** Opening The records block **

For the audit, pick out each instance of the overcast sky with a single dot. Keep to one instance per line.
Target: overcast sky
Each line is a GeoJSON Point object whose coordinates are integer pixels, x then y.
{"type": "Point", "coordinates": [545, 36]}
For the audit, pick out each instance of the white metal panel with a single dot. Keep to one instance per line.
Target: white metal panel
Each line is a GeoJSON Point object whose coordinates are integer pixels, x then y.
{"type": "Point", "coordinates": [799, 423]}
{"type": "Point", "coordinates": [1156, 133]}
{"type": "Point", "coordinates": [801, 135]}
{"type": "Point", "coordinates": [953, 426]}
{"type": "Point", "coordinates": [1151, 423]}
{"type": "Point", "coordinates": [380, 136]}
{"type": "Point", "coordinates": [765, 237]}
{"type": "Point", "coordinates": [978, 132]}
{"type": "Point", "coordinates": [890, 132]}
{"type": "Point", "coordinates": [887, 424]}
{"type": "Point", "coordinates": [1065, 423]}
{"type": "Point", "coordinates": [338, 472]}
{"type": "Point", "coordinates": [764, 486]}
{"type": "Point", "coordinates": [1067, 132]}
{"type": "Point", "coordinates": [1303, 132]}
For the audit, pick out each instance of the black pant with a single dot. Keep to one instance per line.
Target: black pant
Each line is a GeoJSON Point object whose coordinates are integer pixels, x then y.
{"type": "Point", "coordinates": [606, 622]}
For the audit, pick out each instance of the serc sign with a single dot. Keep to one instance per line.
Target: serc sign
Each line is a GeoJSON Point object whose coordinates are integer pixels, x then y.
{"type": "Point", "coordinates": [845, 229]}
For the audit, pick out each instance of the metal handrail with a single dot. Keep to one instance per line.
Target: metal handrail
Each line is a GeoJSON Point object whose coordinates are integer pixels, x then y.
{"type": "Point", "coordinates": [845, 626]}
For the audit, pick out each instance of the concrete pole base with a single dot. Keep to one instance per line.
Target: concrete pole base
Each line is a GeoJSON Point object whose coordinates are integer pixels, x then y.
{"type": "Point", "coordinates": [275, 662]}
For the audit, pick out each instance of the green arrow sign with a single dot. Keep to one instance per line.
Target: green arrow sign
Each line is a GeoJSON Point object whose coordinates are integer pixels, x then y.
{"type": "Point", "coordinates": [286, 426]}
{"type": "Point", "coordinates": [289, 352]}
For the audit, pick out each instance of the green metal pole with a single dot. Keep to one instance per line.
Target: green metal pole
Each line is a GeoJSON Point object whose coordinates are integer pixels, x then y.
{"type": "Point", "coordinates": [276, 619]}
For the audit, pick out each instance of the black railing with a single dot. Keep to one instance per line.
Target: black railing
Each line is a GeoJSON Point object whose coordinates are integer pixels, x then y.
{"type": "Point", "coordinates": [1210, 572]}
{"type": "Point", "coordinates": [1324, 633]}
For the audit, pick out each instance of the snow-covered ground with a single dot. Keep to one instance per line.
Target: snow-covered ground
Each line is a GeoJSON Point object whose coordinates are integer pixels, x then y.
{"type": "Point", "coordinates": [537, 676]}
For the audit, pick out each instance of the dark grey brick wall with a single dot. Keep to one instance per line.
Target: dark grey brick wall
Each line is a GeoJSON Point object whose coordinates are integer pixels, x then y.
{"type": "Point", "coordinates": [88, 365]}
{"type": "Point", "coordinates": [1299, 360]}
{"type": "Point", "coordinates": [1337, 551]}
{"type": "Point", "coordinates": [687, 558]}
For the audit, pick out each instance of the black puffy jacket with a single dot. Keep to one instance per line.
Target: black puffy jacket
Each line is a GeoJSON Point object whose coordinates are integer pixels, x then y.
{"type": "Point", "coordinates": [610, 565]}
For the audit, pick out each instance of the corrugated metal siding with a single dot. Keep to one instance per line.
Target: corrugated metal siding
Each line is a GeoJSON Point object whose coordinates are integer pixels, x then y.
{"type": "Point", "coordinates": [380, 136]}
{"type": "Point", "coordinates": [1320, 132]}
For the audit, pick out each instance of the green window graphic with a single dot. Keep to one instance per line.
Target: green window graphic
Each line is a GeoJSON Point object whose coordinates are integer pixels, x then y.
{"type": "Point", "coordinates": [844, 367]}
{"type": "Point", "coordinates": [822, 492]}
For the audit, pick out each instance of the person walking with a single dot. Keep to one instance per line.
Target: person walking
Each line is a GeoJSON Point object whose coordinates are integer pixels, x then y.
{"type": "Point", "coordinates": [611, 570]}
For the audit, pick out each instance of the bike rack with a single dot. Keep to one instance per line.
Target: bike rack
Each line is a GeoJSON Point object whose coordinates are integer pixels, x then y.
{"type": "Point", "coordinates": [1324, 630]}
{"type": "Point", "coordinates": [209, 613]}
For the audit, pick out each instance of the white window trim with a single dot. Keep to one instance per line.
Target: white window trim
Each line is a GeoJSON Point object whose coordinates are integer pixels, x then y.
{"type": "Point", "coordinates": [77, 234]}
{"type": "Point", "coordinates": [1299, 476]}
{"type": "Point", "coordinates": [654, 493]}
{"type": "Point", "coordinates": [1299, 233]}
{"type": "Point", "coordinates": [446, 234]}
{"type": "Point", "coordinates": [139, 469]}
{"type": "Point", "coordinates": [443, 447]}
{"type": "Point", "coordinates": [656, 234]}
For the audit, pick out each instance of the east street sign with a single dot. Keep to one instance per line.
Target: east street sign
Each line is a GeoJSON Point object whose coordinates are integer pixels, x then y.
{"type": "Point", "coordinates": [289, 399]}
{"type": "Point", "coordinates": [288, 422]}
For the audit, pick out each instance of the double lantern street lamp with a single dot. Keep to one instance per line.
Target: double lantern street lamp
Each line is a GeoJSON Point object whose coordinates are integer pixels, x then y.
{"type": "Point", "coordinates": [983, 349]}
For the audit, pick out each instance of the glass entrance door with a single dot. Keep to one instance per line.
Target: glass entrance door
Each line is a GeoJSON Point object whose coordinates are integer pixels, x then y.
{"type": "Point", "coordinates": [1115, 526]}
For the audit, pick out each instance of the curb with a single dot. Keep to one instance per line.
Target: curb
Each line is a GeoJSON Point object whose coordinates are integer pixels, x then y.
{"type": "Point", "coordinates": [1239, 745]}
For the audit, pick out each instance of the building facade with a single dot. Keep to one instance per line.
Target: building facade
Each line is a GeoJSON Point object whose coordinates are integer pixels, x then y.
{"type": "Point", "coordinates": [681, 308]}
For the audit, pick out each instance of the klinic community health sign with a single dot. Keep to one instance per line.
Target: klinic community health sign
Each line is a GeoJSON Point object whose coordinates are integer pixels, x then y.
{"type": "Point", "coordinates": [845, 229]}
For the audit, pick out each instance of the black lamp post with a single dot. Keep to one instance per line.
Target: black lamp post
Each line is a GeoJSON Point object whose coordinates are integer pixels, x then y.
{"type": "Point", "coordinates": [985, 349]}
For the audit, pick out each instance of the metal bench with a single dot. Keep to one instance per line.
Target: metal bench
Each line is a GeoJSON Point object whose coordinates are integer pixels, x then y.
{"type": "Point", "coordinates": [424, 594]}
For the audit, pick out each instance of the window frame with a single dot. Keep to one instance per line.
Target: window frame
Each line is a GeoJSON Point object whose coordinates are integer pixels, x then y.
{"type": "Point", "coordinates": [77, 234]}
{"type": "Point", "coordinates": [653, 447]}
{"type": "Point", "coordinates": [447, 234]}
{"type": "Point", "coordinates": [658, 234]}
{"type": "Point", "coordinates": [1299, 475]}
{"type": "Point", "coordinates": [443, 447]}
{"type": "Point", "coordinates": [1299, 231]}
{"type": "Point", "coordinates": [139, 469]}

** Closing The records block **

Exactness is what counts here: write out every record again.

For the audit, pick out each instance of the overcast sky with a single dot. Keep to one instance per line.
Target: overcast sky
Each line is a GeoJSON Point object whose coordinates are integer pixels, x then y.
{"type": "Point", "coordinates": [545, 36]}
For the audit, pick out each instance of the white metal panel with a single dot. Keep to one instance per line.
Target: white metal panel
Each line is a GeoJSON Point object whose coordinates are integer pixels, x then y.
{"type": "Point", "coordinates": [799, 423]}
{"type": "Point", "coordinates": [1156, 133]}
{"type": "Point", "coordinates": [801, 135]}
{"type": "Point", "coordinates": [953, 426]}
{"type": "Point", "coordinates": [1151, 423]}
{"type": "Point", "coordinates": [380, 136]}
{"type": "Point", "coordinates": [765, 237]}
{"type": "Point", "coordinates": [978, 132]}
{"type": "Point", "coordinates": [890, 132]}
{"type": "Point", "coordinates": [887, 424]}
{"type": "Point", "coordinates": [1065, 423]}
{"type": "Point", "coordinates": [338, 472]}
{"type": "Point", "coordinates": [764, 486]}
{"type": "Point", "coordinates": [1067, 132]}
{"type": "Point", "coordinates": [1303, 132]}
For the audit, pick out each instance of the black pant with a single dot. Keep to one instance per line.
Target: black pant
Each line is a GeoJSON Point object whose coordinates are integer pixels, x then y.
{"type": "Point", "coordinates": [606, 622]}
For the audit, pick out each instance of the serc sign with a single dot. Keep to one instance per line.
Target: serc sign
Each line is a GeoJSON Point object whose coordinates are integer pixels, x then y.
{"type": "Point", "coordinates": [845, 229]}
For the audit, pick out each instance of the metal handrail with a single dot. Keep to one instance per line.
Target: metal handrail
Each line is a GeoJSON Point object whose coordinates are integer pixels, x then y.
{"type": "Point", "coordinates": [845, 626]}
For the audit, pick out each instance of the concrete pole base with a single dot. Keep to one instance per line.
Target: concrete pole base
Each line is a GeoJSON Point object whose coordinates are integer pixels, x then y.
{"type": "Point", "coordinates": [275, 662]}
For the audit, pick out each instance of the green arrow sign with a single dot. Keep to one instance per line.
Target: green arrow sign
Each line is a GeoJSON Point object whose coordinates are integer pixels, x then y.
{"type": "Point", "coordinates": [286, 426]}
{"type": "Point", "coordinates": [289, 352]}
For the audit, pick out each instance of the green metal pole with a single dot. Keep to one instance per line.
Target: green metal pole
Each line is a GeoJSON Point object whose coordinates are integer pixels, x then y.
{"type": "Point", "coordinates": [276, 619]}
For the audit, pick out each instance of the black railing with a single dot. Keep to one instance per line.
Target: black railing
Each line is a GeoJSON Point object whose coordinates are integer pixels, x then y.
{"type": "Point", "coordinates": [1210, 572]}
{"type": "Point", "coordinates": [1324, 633]}
For the audit, pick out each instance of the snow-covered ground with a single dot. Keep to one instance per line.
Target: snow-covered ground
Each line is a GeoJSON Point object whose coordinates are integer pixels, x then y.
{"type": "Point", "coordinates": [537, 676]}
For the audit, pick out each instance of the dark grey brick wall with a single dot. Keep to one instance per line.
Target: dark grey brick wall
Each line is a GeoJSON Point object whose coordinates are integer pixels, x then y.
{"type": "Point", "coordinates": [88, 365]}
{"type": "Point", "coordinates": [1299, 360]}
{"type": "Point", "coordinates": [1337, 551]}
{"type": "Point", "coordinates": [687, 558]}
For the audit, pick out each instance of the black puffy jacket with a single dot. Keep to one instance per line.
Target: black puffy jacket
Each line is a GeoJSON Point object whose coordinates are integer pixels, x then y.
{"type": "Point", "coordinates": [610, 565]}
For the audit, pick out each instance of the corrugated metal siding with a single dot. Keep to one instance per line.
Target: corrugated metal siding
Each line is a GeoJSON Point object whose coordinates are integer pixels, x then y.
{"type": "Point", "coordinates": [380, 136]}
{"type": "Point", "coordinates": [1320, 132]}
For the audit, pick out each instance of the green window graphic with a single dot. Keep to one instance per line.
Target: green window graphic
Each line is a GeoJSON Point object whose coordinates are integer pixels, x then y.
{"type": "Point", "coordinates": [844, 367]}
{"type": "Point", "coordinates": [822, 492]}
For the audit, pick out each instance of the person walking with a single dot. Keep to one instance per line.
Target: person walking
Each line is a GeoJSON Point object whose coordinates are integer pixels, x then y.
{"type": "Point", "coordinates": [611, 570]}
For the audit, pick out each instance of the bike rack with a single dot. Keep to one instance per line.
Target: bike rack
Each line is a GeoJSON Point object whose coordinates are integer pixels, x then y.
{"type": "Point", "coordinates": [1324, 630]}
{"type": "Point", "coordinates": [209, 613]}
For the audit, pick out each instance of the white window trim with a single dot. Keep to one instance per line.
Target: white window trim
Each line is a GeoJSON Point object whose coordinates are integer pixels, x then y.
{"type": "Point", "coordinates": [77, 234]}
{"type": "Point", "coordinates": [1299, 476]}
{"type": "Point", "coordinates": [654, 493]}
{"type": "Point", "coordinates": [1299, 233]}
{"type": "Point", "coordinates": [446, 234]}
{"type": "Point", "coordinates": [139, 469]}
{"type": "Point", "coordinates": [443, 447]}
{"type": "Point", "coordinates": [656, 234]}
For the audit, pick out each instance of the east street sign with a single dot. Keep to one instance per line.
Target: east street sign
Each line is a GeoJSON Point object whose coordinates are integer pixels, x then y.
{"type": "Point", "coordinates": [289, 399]}
{"type": "Point", "coordinates": [288, 422]}
For the audit, pick out each instance of the double lantern street lamp with a single dot. Keep to one instance per line.
Target: double lantern street lamp
Each line is a GeoJSON Point object whose coordinates are integer pixels, x then y.
{"type": "Point", "coordinates": [983, 349]}
For the audit, pick out each instance of the glass entrance door with a single dot. Keep to one instance per line.
Target: glass entrance door
Each line is a GeoJSON Point object whose coordinates are integer pixels, x then y.
{"type": "Point", "coordinates": [1115, 526]}
For the audit, pick out each instance of the curb with a single dot. Keep to one instance per line.
Target: curb
Each line is a GeoJSON Point object whose coordinates are integer pixels, x then y.
{"type": "Point", "coordinates": [1239, 745]}
For the audit, pick out each instance of the building facade with a single dot. Keep to one instance per line.
Target: building facade
Each line is a GeoJSON Point object whose coordinates are integer pixels, x then y.
{"type": "Point", "coordinates": [681, 308]}
For the audit, pick out each instance of the klinic community health sign with a single dot. Keep to one instance per line.
Target: klinic community health sign
Each line is a GeoJSON Point object whose coordinates are integer pixels, x then y.
{"type": "Point", "coordinates": [845, 229]}
For the audit, pick out each instance of the black lamp post with a single dot. Keep to one instance per line.
Target: black lamp post
Each line is a GeoJSON Point object whose coordinates are integer pixels, x then y.
{"type": "Point", "coordinates": [985, 349]}
For the audit, pick out each instance of the metal bench with a single dot. Keep to one instance per line.
Target: metal bench
Each line is a GeoJSON Point object whose coordinates are integer pixels, x then y.
{"type": "Point", "coordinates": [424, 594]}
For the audit, pick out each instance of the window frame with a single dot. Keep to one instance per line.
Target: window frame
Each line is a GeoJSON Point object whose coordinates are integer pixels, x then y.
{"type": "Point", "coordinates": [77, 234]}
{"type": "Point", "coordinates": [653, 447]}
{"type": "Point", "coordinates": [447, 234]}
{"type": "Point", "coordinates": [658, 234]}
{"type": "Point", "coordinates": [1299, 475]}
{"type": "Point", "coordinates": [443, 447]}
{"type": "Point", "coordinates": [1299, 231]}
{"type": "Point", "coordinates": [139, 469]}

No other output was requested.